- [GIVEN TASK] Reproduce the listing below line for line, with no changes.
--*--
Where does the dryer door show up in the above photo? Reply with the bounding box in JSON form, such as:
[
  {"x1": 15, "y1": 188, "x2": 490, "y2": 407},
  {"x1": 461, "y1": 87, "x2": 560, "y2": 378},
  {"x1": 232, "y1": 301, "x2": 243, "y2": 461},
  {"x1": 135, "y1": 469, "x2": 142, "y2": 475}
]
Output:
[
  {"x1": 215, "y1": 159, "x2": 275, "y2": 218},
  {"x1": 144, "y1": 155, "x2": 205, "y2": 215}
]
--*--
- [FINISHED TASK]
Where does the dryer door show up in the above photo? Reply with the bounding box in JSON form, such as:
[
  {"x1": 15, "y1": 188, "x2": 490, "y2": 407},
  {"x1": 461, "y1": 87, "x2": 560, "y2": 378},
  {"x1": 232, "y1": 301, "x2": 243, "y2": 461},
  {"x1": 135, "y1": 469, "x2": 142, "y2": 475}
]
Output:
[
  {"x1": 215, "y1": 159, "x2": 275, "y2": 218},
  {"x1": 144, "y1": 155, "x2": 205, "y2": 215}
]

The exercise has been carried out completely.